Question de Frédéric K. :
Bonjour Rav Scemama,
J'ai une question qui m'intrigue et j'aimerais vous la poser. J'ai 38 ans, je suis marié et père de 3 enfants. Je gagne bien ma vie et jouis d'une vie familiale harmonieuse. Il y a de cela 2 ans, nous avons décidé avec ma femme de nous rapprocher du judaïsme. Nous y avions pensé bien avant, mais nous n'avions pas le courage de faire le pas. Ainsi, nous avons cachérisé notre cuisine et placé des Mézouzot à toutes les portes de notre maison.
Nous avons commencé graduellement à respecter le Chabbath ainsi que les lois de pureté familiale. Je prononce chaque jour le "Chéma’ Israël" avec Téfilines et Talith, et je mets une pièce dans la boite de Tsédaka. Dernièrement, nous avons même changé les enfants d'école pour qu'ils fréquentent un établissement juif malgré la distance.

Consigne. Recopiez mot pour mot, s'il vous plaît, le passage de la question de Frédéric K. qui va de « Nous avons commencé » jusqu'à « malgré la distance. ». Les données ne sont pas nécessaires.

Données enregistrées.
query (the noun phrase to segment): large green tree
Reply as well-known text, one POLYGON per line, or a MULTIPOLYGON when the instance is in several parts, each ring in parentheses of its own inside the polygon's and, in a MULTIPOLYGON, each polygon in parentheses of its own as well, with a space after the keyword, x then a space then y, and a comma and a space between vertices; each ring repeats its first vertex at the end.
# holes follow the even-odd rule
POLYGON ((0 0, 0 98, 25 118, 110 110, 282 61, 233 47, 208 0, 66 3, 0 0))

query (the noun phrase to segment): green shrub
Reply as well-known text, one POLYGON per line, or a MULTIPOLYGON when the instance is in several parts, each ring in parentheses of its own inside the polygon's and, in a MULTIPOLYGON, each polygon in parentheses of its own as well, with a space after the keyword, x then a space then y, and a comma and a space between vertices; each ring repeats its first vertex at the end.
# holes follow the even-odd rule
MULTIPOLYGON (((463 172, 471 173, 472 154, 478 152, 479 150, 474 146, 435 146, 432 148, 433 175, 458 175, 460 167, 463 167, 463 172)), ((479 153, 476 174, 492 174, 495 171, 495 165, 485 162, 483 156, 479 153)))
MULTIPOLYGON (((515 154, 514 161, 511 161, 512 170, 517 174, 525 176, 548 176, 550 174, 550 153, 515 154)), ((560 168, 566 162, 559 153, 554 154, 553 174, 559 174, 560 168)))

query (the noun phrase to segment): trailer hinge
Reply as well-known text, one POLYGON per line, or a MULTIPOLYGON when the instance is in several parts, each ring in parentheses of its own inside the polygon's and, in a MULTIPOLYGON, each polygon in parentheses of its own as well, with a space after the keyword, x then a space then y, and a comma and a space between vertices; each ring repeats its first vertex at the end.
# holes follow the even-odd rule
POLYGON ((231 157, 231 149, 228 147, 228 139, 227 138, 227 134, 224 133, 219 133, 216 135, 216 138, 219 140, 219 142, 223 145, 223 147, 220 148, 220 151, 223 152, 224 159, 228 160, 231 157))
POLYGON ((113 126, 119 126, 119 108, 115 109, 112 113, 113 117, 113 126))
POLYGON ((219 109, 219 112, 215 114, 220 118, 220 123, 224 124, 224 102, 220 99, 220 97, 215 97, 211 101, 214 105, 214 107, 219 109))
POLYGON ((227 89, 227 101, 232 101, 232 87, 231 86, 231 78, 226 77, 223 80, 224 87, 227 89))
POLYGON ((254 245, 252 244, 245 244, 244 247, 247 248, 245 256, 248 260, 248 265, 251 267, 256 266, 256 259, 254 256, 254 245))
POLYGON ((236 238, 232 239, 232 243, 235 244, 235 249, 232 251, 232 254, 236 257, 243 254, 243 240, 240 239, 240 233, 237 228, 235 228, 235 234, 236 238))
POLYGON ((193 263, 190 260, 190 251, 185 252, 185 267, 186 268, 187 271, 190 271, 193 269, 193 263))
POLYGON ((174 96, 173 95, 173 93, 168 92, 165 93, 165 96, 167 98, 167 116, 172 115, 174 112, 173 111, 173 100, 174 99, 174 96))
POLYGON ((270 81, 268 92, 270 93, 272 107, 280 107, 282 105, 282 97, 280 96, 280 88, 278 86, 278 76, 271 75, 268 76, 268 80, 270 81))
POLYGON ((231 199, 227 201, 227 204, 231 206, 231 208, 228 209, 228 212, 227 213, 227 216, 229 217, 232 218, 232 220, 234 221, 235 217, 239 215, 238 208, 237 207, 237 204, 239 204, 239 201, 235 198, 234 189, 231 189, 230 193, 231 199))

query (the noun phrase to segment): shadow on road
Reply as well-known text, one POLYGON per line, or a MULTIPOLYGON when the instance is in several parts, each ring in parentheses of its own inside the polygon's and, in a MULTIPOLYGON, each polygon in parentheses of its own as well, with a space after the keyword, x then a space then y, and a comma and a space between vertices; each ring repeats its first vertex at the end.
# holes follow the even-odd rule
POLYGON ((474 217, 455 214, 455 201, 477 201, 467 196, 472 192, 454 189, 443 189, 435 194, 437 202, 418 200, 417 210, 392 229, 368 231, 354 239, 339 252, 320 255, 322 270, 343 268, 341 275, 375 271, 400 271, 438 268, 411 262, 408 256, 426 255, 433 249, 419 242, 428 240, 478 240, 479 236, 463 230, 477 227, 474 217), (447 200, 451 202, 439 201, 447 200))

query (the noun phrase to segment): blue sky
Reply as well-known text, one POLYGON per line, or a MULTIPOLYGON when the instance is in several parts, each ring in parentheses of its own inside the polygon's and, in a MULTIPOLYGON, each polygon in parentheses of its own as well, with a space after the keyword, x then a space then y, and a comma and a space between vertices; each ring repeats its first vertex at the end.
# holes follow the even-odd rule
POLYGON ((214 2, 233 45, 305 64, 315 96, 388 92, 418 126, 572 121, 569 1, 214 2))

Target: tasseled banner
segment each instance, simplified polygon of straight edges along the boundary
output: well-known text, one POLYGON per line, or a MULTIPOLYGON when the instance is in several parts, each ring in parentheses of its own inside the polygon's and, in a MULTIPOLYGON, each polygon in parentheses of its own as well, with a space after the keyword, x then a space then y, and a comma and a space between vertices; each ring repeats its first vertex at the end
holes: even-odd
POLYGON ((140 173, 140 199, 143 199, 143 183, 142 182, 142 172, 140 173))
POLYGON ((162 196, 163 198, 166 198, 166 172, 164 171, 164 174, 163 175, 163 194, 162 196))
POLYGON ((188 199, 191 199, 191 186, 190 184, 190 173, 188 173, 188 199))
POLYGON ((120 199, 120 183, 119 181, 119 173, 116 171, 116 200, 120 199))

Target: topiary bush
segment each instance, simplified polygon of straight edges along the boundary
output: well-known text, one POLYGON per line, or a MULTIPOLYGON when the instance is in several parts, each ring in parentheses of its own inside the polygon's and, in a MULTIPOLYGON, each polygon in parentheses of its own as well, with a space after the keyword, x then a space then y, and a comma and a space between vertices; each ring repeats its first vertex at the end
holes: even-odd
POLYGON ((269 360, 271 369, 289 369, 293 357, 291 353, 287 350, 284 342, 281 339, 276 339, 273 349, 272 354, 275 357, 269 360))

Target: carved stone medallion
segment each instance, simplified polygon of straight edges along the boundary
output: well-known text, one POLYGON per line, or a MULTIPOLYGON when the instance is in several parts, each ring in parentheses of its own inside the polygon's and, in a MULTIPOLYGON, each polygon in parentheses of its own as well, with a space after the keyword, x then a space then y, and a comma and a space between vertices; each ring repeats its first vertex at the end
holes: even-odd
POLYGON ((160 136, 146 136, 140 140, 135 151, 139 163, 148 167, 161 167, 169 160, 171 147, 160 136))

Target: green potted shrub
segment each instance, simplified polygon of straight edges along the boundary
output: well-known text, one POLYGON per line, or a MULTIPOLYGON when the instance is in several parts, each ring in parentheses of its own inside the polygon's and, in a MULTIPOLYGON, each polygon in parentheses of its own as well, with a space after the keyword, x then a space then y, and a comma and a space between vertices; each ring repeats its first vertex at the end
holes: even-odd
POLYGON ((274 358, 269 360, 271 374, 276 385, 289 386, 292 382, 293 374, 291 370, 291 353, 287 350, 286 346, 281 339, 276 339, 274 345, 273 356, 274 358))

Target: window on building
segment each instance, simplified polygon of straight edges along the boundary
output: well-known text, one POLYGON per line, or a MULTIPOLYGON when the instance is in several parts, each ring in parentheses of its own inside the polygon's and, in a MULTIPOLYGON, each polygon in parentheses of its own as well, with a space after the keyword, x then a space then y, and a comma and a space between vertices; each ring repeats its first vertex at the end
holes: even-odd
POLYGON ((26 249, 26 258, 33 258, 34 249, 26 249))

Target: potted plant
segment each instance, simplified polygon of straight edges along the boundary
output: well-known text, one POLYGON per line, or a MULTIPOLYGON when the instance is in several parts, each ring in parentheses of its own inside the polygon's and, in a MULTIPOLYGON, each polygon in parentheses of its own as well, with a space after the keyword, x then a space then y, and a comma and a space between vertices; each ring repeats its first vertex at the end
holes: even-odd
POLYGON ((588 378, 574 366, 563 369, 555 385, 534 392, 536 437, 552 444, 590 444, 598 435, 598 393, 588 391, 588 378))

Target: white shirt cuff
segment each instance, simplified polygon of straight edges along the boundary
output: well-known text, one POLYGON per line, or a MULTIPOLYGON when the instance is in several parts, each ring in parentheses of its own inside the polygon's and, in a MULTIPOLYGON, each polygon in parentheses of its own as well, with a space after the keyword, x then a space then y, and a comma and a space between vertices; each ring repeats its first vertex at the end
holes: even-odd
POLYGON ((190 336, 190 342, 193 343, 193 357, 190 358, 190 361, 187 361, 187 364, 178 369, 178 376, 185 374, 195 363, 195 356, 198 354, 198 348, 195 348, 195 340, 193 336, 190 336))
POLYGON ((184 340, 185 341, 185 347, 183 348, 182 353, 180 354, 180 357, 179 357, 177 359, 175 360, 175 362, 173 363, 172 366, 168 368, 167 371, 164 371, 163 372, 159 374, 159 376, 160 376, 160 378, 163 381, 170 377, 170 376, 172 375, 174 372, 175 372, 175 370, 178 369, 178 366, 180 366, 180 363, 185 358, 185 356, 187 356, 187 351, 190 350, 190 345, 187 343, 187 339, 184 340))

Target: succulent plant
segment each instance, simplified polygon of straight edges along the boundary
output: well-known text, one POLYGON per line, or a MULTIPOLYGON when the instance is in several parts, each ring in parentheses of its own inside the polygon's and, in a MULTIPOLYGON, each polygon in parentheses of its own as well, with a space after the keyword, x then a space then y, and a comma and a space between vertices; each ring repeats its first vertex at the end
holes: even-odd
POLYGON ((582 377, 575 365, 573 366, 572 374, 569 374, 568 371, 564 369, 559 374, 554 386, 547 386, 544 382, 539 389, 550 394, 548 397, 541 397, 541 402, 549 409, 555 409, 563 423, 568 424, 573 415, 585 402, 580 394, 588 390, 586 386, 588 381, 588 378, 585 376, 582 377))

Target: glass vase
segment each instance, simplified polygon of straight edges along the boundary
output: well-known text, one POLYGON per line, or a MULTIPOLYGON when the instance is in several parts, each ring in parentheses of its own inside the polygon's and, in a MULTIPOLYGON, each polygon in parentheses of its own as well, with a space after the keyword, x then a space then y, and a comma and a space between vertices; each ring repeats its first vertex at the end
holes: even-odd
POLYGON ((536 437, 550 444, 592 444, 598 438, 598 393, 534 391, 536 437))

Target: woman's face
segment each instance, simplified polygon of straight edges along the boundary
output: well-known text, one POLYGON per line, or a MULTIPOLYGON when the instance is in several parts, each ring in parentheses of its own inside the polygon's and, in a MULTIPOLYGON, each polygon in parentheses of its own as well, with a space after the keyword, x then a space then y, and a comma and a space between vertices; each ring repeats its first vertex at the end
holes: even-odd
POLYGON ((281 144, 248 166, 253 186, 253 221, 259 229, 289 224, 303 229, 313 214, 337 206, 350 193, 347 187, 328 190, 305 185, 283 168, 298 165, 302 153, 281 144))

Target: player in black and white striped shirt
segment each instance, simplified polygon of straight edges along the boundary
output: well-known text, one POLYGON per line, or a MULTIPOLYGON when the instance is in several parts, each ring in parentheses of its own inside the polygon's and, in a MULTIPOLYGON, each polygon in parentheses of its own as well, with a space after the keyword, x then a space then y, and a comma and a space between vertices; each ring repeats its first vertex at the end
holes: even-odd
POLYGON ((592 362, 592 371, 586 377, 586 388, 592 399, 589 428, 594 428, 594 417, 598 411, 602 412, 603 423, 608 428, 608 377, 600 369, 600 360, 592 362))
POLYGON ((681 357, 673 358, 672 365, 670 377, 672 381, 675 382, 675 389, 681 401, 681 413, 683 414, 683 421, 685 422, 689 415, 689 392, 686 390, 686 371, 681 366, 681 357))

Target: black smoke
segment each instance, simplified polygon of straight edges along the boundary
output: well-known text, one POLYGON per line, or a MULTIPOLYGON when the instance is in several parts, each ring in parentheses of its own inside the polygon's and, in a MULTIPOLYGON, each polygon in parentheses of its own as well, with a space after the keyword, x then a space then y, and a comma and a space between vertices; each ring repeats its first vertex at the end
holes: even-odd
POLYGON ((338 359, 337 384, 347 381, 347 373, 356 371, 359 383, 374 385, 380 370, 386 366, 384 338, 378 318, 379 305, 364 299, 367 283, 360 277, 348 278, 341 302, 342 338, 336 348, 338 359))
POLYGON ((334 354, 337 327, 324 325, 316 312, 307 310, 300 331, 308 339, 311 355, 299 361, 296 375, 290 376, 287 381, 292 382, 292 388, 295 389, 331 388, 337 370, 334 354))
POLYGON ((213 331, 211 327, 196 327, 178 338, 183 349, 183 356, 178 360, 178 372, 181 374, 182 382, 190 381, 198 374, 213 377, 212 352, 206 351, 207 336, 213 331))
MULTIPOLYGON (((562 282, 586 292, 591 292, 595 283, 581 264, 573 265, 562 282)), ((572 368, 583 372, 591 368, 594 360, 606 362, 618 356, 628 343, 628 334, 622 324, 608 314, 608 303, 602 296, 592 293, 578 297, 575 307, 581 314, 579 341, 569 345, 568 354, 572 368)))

Réponse.
Nous avons commencé graduellement à respecter le Chabbath ainsi que les lois de pureté familiale. Je prononce chaque jour le "Chéma’ Israël" avec Téfilines et Talith, et je mets une pièce dans la boite de Tsédaka. Dernièrement, nous avons même changé les enfants d'école pour qu'ils fréquentent un établissement juif malgré la distance.